═══ TRECHO FORNECIDO ═══

Dentre as figuras de agentes de tratamentos, na maior parte dos casos, essa relação é considerada controlador-operador, sendo que as startups figuram como operadoras de dados pessoais ao possuírem acesso à bases de dados pessoais dos contratantes para realizar tratamentos em nome deles.

Ocorre que esses controladores de grande porte não estão sujeitos à aplicabilidade da presente minuta e investiram milhares de reais em projetos e sistemas de adequação à legislação[1]. Esses agentes também são visados pelos consumidores (casos de gigantes da telecomunicação, plataformas digitais, marketplaces etc.) e pelo próprio Judiciário[2]. Para garantir as expectativas dessas figuras (e diminuir riscos de perdas econômicas), as empresas que investiram buscando um padrão elevado de adequação legal acabam por transferir para seus prestadores de serviços um padrão de cumprimento legal semelhante ao seu.

A minuta, não distinguindo a flexibilização para startups que figurem como operadoras, cria um problema prático: como fica a adequação dessas grandes empresas que figuram como controladoras e possuem entre seus fornecedores startups que utilizam flexibilizações na adequação?

Seria necessário um sistema de governança em proteção de dados que consiga cobrar e auditar obrigações de duas ordens para seus prestadores de serviços? Se a resposta por positiva, a adequação à legislação acaba por ser mais onerosa e difícil, criando uma complexidade para o mercado quando a proposta da minuta da LGPD é justamente trazer flexibilizações.

Ou então, o que poderemos ver é o desestímulo de grandes empresas em contratar startups cuja adequação à legislação seja baseada nas regras flexibilizadas, criando um prejuízo para o ecossistema e até mesmo afetando a economia brasileira.

Isso sem analisar as startups que podem ser contratadas pelo Poder Público, uma situação que foi contemplada com mecanismos de fomento no Marco Legal das Startups, Lei Complementar 182/2021, que previu um regime simplificado de contratação de startups pelo Poder Público, culminando no Contrato Público para Solução Inovadora, previsto no art. 14 do marco.

═══ LINHAS DE DADOS ═══

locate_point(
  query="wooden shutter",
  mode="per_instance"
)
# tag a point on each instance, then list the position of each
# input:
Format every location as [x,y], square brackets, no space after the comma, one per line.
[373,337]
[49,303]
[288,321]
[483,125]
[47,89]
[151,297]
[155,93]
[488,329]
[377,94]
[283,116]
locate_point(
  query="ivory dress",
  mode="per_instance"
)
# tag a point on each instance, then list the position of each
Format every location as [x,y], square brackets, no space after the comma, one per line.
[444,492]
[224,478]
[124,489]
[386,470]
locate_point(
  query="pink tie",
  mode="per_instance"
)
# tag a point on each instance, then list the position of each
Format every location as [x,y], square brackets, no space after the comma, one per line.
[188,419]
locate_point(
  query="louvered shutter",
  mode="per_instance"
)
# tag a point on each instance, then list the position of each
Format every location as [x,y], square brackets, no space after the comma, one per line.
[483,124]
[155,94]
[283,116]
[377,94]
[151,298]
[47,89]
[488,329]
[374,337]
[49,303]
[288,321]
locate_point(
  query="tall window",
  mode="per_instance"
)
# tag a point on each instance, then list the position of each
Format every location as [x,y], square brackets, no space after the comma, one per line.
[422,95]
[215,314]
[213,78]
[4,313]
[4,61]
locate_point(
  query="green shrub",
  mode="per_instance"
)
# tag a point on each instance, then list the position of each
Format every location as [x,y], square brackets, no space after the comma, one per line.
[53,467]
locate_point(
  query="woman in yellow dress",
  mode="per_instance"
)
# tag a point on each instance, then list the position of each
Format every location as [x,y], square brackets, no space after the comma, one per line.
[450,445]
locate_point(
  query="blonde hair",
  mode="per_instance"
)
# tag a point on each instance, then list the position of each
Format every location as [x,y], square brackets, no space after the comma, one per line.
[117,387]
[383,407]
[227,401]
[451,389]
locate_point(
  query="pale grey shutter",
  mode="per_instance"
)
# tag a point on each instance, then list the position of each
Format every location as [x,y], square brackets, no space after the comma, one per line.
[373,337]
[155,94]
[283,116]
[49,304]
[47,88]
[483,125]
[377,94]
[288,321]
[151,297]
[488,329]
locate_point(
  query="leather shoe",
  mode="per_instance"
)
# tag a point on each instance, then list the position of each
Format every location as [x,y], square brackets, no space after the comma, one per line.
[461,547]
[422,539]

═══
═══ LINHAS DE DADOS ═══

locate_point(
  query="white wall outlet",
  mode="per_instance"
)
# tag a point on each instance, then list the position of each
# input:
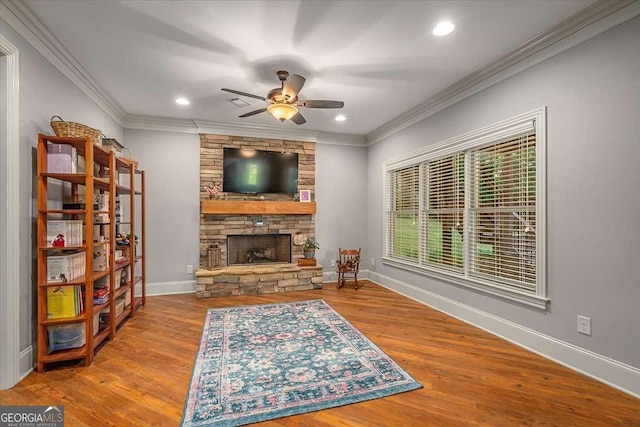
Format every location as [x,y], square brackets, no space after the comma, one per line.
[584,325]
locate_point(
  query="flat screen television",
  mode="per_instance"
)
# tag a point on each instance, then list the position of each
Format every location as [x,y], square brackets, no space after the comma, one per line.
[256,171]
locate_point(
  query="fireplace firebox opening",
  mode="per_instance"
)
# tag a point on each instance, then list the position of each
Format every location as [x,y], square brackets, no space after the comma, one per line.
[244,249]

═══
═══ LINHAS DE DADOS ═══

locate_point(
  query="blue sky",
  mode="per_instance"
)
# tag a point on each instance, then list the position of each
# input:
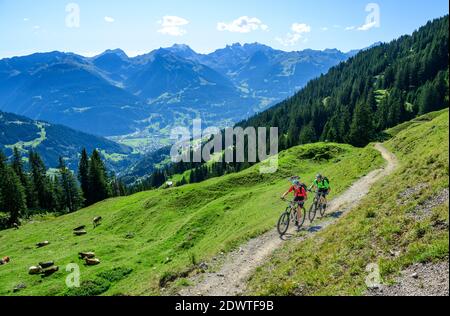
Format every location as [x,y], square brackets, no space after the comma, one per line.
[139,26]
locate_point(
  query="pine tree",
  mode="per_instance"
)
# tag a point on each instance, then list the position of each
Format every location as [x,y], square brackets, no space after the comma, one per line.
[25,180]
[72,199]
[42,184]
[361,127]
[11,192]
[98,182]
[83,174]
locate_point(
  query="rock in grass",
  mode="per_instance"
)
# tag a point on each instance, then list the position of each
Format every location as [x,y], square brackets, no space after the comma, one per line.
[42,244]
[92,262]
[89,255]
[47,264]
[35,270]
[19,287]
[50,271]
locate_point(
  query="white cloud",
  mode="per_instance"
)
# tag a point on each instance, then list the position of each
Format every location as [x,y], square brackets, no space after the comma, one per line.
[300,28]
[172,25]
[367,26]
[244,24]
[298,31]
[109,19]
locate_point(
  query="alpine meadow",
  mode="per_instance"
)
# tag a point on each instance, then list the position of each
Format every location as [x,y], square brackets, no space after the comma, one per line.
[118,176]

═══

* _TAREFA SOLICITADA 1_
Retorne todas as linhas que contêm a palavra "shutter".
* _TAREFA SOLICITADA 2_
Prossiga com o trecho sobre a minuta da LGPD e as startups a partir do ponto em que ele termina.

* _SAÍDA 1_
  query="wooden shutter",
  query="louvered shutter",
  query="pale grey shutter",

* _SAÍDA 2_
A solução para o problema dos efeitos da estruturação da minuta pode ser de duas ordens: ou as flexibilizações são para agentes de pequeno porte e startups que figuram como controladoras em processos de tratamento de dados pessoais ou então a ANPD pode, futuramente, criar um instrumento (regulatório ou orientativo) para essa relação entre agentes de tratamentos que possuem a faculdade de uma adequação flexibilizada e aqueles que não possuem.

O outro ponto que afeta particularmente as startups e pode acabar por conflitar até mesmo com as definições do Marco Legal das Startups é o conceito de tecnologias emergentes previsto no art. 3°, §1º, inciso III, cujo critério é a possibilidade de “ocasionar danos materiais ou morais”.

No caso de danos materiais, o critério é objetivo e pode ser facilmente mensurado. O problema é a demonstração de nexo causal entre a tecnologia e o dano. Ora, no mundo das ideias, qualquer tecnologia, emergente ou não, tem a possibilidade de ocasionar danos. Isso levaria a discussão para o Judiciário e acabaríamos em um cenário de insegurança jurídica completa, até haver uma uniformização jurisprudencial em torno deste conceito, o que levaria, certamente, muitos anos de discussões.

Acreditamos que os critérios devem seguir o padrão estabelecido pela atual geração de legislações de proteção de dados que o cenário internacional está adotando, até como maneira de facilitar a busca de decisões de adequação[3] do Brasil com outros países, que são os mesmos para a realização de Relatórios de Impacto de Proteção de Dados Pessoais: a suscetibilidade de implicar em um elevado risco para os direitos e liberdades das pessoas naturais[4].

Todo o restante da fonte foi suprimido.